= TEXT =
○ ○ ○ ○
This was not all, because after four weeks or so he endures the "sweating treatment" which involved running four miles encased head to foot in flannel. On returning he was given a hot liquor (one ounce of caraway seeds, one ounce of root liquorice, half an ounce of candy sugar and two bottles of cider boiled down to half quantity). After downing this potent brew he was put to bed in his flannels and covered with up to eight blankets for half a hour:

…when he is taken out and rubbed perfectly dry. Being well wrapped up in his great coat he walks gently for two miles and returns to breakfast which should consist of a roasted fowl. Strong emetics were administered a week before the day of competition.

The amazing thing about such a regime was that athletes like Captain Barclay survived it and went on to create national and world records in paid competition in London parks. Indeed Barclay's matches with Deerfoot are the stuff of legend.

Strenuous exercise in our own day is normally preceded by a light meal several hours before the event. Children's metabolism can deal with food much more quickly, their bodies seem to absorb it and no doubt nature knew what it was doing. Flight from perceived danger is one of the most powerful instincts. Feeding takes second place to escape from predators and this may be why children are able to run or play football straight after eating. Digestion comes later when danger is over.

Any child, including secondary school age, needs a good deal of carbohydrate to burn as muscle glycogen. Marathon runners of all ages often indulge in carbohydrate loading for several weeks before a competition. Stores are needed for the tremendous output of energy to run 26 miles. Long-distance cyclists do the same and this has been found to be the most taxing of all sports. Tour de France cyclists reach an almost superhuman level of fitness, indeed the pulse of the American winner Greg Lemond at the end of a stage was the same as mine at rest!
○ ○ ○ ○
(Referring expression data based on photos)
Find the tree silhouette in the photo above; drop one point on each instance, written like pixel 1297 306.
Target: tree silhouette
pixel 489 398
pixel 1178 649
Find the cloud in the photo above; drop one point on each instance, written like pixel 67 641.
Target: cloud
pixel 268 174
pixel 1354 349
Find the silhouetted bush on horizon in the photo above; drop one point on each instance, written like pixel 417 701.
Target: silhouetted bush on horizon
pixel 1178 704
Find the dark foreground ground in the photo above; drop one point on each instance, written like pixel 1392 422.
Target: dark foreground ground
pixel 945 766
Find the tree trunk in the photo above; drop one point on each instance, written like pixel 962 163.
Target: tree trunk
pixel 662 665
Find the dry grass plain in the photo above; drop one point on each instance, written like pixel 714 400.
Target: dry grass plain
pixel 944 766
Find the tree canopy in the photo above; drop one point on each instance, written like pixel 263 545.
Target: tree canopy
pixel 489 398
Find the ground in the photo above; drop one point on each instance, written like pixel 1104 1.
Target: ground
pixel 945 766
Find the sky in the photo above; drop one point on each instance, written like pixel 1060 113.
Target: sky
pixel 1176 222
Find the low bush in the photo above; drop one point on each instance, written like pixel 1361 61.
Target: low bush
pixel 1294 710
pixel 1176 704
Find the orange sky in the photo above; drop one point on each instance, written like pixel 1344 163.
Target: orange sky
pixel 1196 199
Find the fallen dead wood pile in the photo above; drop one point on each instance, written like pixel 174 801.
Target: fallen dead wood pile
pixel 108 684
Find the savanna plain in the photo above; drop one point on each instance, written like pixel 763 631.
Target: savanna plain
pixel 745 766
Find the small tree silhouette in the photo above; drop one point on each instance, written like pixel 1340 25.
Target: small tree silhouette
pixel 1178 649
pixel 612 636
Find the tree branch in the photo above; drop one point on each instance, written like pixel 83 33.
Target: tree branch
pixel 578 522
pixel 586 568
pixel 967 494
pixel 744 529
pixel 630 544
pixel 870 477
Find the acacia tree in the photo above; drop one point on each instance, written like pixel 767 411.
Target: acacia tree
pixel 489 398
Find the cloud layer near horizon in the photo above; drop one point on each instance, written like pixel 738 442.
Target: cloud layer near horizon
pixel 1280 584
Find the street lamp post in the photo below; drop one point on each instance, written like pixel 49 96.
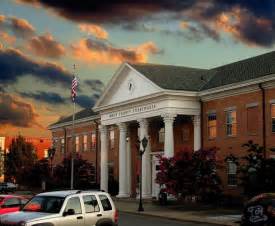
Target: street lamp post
pixel 144 143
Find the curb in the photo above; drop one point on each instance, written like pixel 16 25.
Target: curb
pixel 203 221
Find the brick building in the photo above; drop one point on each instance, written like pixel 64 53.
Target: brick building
pixel 41 146
pixel 176 108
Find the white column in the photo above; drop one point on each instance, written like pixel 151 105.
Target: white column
pixel 104 158
pixel 197 132
pixel 146 160
pixel 122 161
pixel 129 166
pixel 169 135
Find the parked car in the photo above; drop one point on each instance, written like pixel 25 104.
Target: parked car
pixel 11 203
pixel 82 208
pixel 260 211
pixel 7 187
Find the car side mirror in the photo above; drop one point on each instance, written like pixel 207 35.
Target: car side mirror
pixel 69 212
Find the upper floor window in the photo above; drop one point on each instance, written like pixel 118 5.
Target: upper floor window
pixel 85 143
pixel 232 173
pixel 231 123
pixel 252 120
pixel 161 135
pixel 93 141
pixel 273 117
pixel 77 144
pixel 112 139
pixel 62 145
pixel 212 125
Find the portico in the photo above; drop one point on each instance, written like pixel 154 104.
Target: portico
pixel 133 99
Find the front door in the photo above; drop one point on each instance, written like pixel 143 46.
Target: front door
pixel 155 169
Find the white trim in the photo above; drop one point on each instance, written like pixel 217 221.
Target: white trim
pixel 82 120
pixel 251 105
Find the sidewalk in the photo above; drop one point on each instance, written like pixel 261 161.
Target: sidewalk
pixel 200 214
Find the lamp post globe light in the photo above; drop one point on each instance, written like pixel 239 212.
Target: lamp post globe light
pixel 144 143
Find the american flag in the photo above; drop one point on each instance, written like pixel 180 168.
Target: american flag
pixel 74 86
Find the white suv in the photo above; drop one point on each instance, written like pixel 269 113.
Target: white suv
pixel 65 208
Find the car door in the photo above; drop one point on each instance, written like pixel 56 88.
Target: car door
pixel 72 213
pixel 92 210
pixel 10 205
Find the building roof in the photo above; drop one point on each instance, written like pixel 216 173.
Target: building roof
pixel 86 113
pixel 251 68
pixel 193 79
pixel 174 77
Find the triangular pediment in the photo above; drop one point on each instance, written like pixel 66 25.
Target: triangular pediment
pixel 127 84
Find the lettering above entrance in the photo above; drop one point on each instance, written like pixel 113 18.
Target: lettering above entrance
pixel 130 111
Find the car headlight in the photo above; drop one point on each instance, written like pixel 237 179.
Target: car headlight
pixel 22 223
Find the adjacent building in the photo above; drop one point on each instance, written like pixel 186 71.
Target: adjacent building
pixel 41 146
pixel 176 108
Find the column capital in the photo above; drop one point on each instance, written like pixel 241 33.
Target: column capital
pixel 143 123
pixel 196 120
pixel 168 117
pixel 122 127
pixel 103 129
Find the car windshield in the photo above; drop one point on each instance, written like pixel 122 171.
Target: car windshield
pixel 46 204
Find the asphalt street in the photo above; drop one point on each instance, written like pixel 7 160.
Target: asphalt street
pixel 135 220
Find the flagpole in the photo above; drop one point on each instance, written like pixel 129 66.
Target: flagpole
pixel 73 152
pixel 73 137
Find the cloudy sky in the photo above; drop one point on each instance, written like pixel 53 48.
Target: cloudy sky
pixel 41 40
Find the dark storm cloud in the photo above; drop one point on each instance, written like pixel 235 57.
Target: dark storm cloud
pixel 16 113
pixel 111 11
pixel 47 97
pixel 15 64
pixel 85 101
pixel 254 25
pixel 46 46
pixel 95 85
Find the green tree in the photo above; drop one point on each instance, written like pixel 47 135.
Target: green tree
pixel 191 173
pixel 19 160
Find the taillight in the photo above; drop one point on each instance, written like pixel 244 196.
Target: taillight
pixel 116 216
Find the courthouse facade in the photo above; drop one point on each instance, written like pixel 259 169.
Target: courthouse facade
pixel 176 108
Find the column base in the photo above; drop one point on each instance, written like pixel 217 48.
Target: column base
pixel 145 196
pixel 123 196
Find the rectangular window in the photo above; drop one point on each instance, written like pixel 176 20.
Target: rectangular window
pixel 112 139
pixel 93 141
pixel 46 153
pixel 77 144
pixel 90 203
pixel 231 123
pixel 62 145
pixel 161 135
pixel 273 117
pixel 252 120
pixel 85 143
pixel 212 125
pixel 232 174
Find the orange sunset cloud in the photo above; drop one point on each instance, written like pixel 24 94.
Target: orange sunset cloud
pixel 104 53
pixel 95 30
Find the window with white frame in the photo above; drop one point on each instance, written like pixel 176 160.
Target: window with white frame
pixel 273 117
pixel 212 125
pixel 77 144
pixel 161 135
pixel 93 141
pixel 85 142
pixel 232 173
pixel 62 145
pixel 112 139
pixel 231 123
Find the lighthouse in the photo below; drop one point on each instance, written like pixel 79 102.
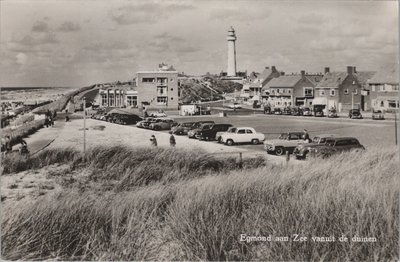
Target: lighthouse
pixel 231 52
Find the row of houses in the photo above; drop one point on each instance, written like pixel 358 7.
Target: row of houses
pixel 157 89
pixel 340 90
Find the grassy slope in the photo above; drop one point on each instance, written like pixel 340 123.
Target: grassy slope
pixel 167 204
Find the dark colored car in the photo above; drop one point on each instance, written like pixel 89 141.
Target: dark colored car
pixel 210 134
pixel 332 113
pixel 267 110
pixel 287 111
pixel 319 113
pixel 182 128
pixel 355 114
pixel 334 146
pixel 195 133
pixel 378 115
pixel 123 119
pixel 297 111
pixel 277 111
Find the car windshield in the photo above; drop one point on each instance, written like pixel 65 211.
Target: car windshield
pixel 283 136
pixel 316 139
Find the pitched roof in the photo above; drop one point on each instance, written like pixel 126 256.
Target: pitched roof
pixel 390 76
pixel 364 76
pixel 332 79
pixel 284 81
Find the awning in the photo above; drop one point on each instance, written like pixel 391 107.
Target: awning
pixel 320 101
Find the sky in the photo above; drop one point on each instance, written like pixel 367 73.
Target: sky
pixel 78 43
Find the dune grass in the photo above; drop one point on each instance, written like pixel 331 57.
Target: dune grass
pixel 183 216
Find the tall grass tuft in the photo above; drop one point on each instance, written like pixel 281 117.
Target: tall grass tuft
pixel 203 216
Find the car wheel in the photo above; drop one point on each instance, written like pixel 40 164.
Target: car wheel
pixel 255 141
pixel 279 151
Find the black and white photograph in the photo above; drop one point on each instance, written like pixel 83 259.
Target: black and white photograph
pixel 199 130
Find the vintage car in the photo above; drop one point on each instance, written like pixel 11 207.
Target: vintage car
pixel 303 149
pixel 182 128
pixel 242 135
pixel 125 119
pixel 287 111
pixel 286 142
pixel 234 106
pixel 162 124
pixel 195 133
pixel 378 115
pixel 267 110
pixel 332 113
pixel 277 111
pixel 355 114
pixel 218 135
pixel 210 134
pixel 297 111
pixel 319 113
pixel 335 145
pixel 307 111
pixel 146 122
○ ○ ○ ○
= QUESTIONS ON THE MATERIAL =
a) Write out word for word the part of the passage on athletic training and diet starting at "This was not" and ending at "day of competition.".
b) Extend the passage on athletic training and diet, picking up after its final sentence.

= RESPONSES FOR EACH TASK =
a)
This was not all, because after four weeks or so he endures the "sweating treatment" which involved running four miles encased head to foot in flannel. On returning he was given a hot liquor (one ounce of caraway seeds, one ounce of root liquorice, half an ounce of candy sugar and two bottles of cider boiled down to half quantity). After downing this potent brew he was put to bed in his flannels and covered with up to eight blankets for half a hour:

…when he is taken out and rubbed perfectly dry. Being well wrapped up in his great coat he walks gently for two miles and returns to breakfast which should consist of a roasted fowl. Strong emetics were administered a week before the day of competition.

b)
It is clear that young children, equipped by nature with flexible bodies whose normal state should be movement when not sleeping, suffer great enforced idleness. Junk food, fizzy drinks and poor posture, caused by slumping in front of TV or computer screens for hours at a time, must be the source of long-term problems. Obesity in the young is now of epidemic proportions. Unlike some years ago, children are now conveyed to school in cars. They watch several hours of television per night and spend a considerable part of their school holidays with computer games and often vacuous programmes on TV. Are we creating a generation of heart diseased people who may not survive beyond early middle age?

May I end with a heartening story of a "fatty" who made good? One of the lads at "my" boarding school took well the normal insults of his peer group. Children of any age are quite merciless in deriding physical abnormality and the boy was distinctly tubby. Lurking beneath the rotund good nature was, however, an iron will. Having been placed an ignominious last in the enforced inter-house run, he resolved to transform things. He began running every day and took some dietary advice from the school doctor. Two years later he was slim and fit and the captain of the school cross-country team. It can be done.

People used to be divided into mesomorphs (slim and fit) and endomorphs (fat). There is some truth in this but one can be well built and active. The All-Black Jonah Lomu is 16st of muscle and power and runs 100m in 11secs South African du Randt weighs in at 20st. and is almost as quick. The England batsman Colin Cowdrey was portly but very mobile and flexible, a miracle of hand-eye co-ordination.

Children of all ages must be encouraged to be active in whatever sport they are naturally attracted to. It is also time that some parents and schools started to care about the long-term effects of poor diet and physical inactivity.